> **What needs to be done**: Transcribe the closing lines of the listing exactly, starting at the one that contains "Where can the house" and including the last.

> **Data for this exercise**:
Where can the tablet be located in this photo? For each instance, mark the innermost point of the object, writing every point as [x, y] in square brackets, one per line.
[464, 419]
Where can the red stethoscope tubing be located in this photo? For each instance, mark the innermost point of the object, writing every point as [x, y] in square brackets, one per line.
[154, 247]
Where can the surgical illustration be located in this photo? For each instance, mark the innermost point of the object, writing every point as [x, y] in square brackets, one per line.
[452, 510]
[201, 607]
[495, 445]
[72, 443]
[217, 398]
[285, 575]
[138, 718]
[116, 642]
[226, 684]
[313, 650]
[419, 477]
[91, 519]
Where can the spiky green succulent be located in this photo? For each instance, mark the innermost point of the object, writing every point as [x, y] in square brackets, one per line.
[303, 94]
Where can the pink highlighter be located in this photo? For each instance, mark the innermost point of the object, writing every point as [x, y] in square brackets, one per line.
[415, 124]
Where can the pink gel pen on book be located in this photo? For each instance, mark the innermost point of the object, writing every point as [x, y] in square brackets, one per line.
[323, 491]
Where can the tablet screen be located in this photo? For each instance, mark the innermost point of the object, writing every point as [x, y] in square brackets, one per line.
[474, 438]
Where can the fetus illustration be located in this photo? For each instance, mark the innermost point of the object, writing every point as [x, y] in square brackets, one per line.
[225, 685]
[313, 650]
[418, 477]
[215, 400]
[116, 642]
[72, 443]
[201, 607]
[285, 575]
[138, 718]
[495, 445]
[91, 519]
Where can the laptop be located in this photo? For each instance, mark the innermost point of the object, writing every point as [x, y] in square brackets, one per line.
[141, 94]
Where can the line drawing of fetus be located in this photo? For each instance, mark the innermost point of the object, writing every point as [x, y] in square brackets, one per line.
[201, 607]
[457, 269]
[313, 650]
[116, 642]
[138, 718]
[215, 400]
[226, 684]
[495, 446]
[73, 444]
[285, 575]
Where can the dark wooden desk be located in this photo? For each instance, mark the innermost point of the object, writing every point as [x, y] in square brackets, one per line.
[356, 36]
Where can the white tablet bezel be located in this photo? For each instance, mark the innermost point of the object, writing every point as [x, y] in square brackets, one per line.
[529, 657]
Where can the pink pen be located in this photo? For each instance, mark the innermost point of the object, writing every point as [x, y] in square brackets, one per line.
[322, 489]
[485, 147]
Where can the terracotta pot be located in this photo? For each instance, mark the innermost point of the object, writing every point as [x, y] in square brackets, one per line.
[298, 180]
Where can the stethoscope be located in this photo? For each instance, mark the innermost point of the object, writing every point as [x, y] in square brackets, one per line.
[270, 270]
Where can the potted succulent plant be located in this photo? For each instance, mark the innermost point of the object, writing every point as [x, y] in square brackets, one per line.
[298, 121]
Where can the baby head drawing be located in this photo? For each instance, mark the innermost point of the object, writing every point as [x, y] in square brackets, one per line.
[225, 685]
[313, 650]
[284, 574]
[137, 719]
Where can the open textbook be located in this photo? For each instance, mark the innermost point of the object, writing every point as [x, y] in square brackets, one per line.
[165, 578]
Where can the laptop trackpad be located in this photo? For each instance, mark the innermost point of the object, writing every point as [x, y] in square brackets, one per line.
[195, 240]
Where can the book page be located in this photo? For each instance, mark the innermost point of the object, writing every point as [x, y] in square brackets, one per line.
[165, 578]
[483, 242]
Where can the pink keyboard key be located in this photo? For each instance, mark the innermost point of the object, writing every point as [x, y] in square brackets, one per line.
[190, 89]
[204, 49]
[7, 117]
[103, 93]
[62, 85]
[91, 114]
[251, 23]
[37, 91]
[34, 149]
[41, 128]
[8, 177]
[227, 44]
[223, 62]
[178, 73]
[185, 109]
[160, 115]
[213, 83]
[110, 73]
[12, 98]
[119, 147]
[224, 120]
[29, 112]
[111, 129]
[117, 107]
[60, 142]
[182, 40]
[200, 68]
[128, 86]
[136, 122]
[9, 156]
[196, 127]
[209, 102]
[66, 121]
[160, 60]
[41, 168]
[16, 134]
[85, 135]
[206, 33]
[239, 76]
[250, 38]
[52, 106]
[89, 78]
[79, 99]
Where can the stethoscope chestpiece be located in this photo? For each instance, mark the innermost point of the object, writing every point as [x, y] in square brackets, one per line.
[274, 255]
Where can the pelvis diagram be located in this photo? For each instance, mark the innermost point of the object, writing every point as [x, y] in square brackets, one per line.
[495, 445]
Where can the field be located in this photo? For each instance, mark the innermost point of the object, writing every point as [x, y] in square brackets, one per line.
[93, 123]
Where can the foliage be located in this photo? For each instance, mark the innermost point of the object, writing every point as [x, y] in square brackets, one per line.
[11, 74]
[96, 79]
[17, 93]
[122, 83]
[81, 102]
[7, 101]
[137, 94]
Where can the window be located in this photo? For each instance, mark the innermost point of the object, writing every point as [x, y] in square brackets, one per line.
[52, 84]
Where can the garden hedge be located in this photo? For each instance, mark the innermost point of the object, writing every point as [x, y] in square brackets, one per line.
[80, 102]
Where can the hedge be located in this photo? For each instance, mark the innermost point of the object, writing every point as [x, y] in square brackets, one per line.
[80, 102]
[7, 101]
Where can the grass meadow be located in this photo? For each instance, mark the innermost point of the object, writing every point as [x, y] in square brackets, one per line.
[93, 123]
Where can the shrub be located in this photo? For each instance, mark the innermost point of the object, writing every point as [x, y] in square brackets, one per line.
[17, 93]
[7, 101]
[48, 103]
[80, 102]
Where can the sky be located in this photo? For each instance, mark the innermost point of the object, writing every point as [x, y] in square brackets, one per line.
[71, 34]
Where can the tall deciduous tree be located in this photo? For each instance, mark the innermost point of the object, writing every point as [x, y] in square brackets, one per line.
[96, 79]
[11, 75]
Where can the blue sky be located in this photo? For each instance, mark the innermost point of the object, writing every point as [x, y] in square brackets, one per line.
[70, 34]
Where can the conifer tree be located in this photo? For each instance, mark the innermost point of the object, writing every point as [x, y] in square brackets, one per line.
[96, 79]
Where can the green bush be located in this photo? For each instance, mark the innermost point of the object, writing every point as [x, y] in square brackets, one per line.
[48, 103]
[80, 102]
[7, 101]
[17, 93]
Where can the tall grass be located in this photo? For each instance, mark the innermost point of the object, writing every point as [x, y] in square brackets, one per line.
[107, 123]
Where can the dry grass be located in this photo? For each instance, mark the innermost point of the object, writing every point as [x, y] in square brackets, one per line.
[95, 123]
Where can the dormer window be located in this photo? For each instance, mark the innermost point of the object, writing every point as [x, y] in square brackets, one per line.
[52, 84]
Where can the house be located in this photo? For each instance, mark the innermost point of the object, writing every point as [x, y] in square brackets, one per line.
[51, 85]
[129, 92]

> **Exercise answer**:
Where can the house be located in this photo? For each instance, mark the innermost point of the object, writing every point as [x, y] in square brackets, one per line.
[51, 85]
[129, 92]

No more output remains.